Extract to read:
-=-=-

Collaboration with International Associated Laboratory – The French National Center for Scientific Research & Faculty of Hospitality, Food and Leisure Management (LiA-CNRS & FHLM).
The Faculty of Hospitality, Food and Leisure Management (FHLM) alongside three institution in South East Asia; Universiti Kebangsaan Malaysia (School of Nutrition) and Seameo Recfon (Indonesia) teamed up with expertise in food and nutrition. The Asian populations increasingly suffer from the dual burden of malnutrition that can include nutrient deficiencies as well as obesity and overweight. Both forms of malnutrition can be traced to poor quality of the habitual diet, especially among the urban poor. Among the key drivers of food choice are economic as well as cultural factors, including shared traditions, individual attitudes, motivations, and beliefs.
Prof. Dr. Jean-Pierre Poulain, Chair of Food Studies at Taylor’s University, has assembled a team of experts located at Taylors University in Malaysia, and also at the University of Toulouse in France. The French National Center for Scientific Research (CNRS) has accredited the Malaysia team as an International Associate Laboratory on “Food, Cultures and Health”. All of this began in 2013, when Prof. Jean-Pierre developed the Malaysian Food Barometer (MFB). It is a national survery focusing on the social and cultural determinants of food habits. The MFB describes local food habits and food cultures in different dimensions: from actual practices to social representations and beliefs to social norms. Importantly, the MFB collects both qualitative data from interviews and focus groups as well as quantitative data from surveys. The focus is on actual behaviours (what people eat) and on dietary representations and norms, (what people think they would do under a variety of conditions).

-=-=-

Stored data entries
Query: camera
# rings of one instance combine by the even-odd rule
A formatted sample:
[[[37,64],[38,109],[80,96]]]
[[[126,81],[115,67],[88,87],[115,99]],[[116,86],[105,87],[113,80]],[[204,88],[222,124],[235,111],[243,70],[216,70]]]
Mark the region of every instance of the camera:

-=-=-

Apply what you read:
1. In the passage on the LiA-CNRS collaboration, what has the French National Center for Scientific Research accredited the Malaysia team as?
2. Reproduce the passage on the LiA-CNRS collaboration from "The Faculty of" up to and including "motivations, and beliefs.".

Task results:
1. An International Associate Laboratory on "Food, Cultures and Health".

2.
The Faculty of Hospitality, Food and Leisure Management (FHLM) alongside three institution in South East Asia; Universiti Kebangsaan Malaysia (School of Nutrition) and Seameo Recfon (Indonesia) teamed up with expertise in food and nutrition. The Asian populations increasingly suffer from the dual burden of malnutrition that can include nutrient deficiencies as well as obesity and overweight. Both forms of malnutrition can be traced to poor quality of the habitual diet, especially among the urban poor. Among the key drivers of food choice are economic as well as cultural factors, including shared traditions, individual attitudes, motivations, and beliefs.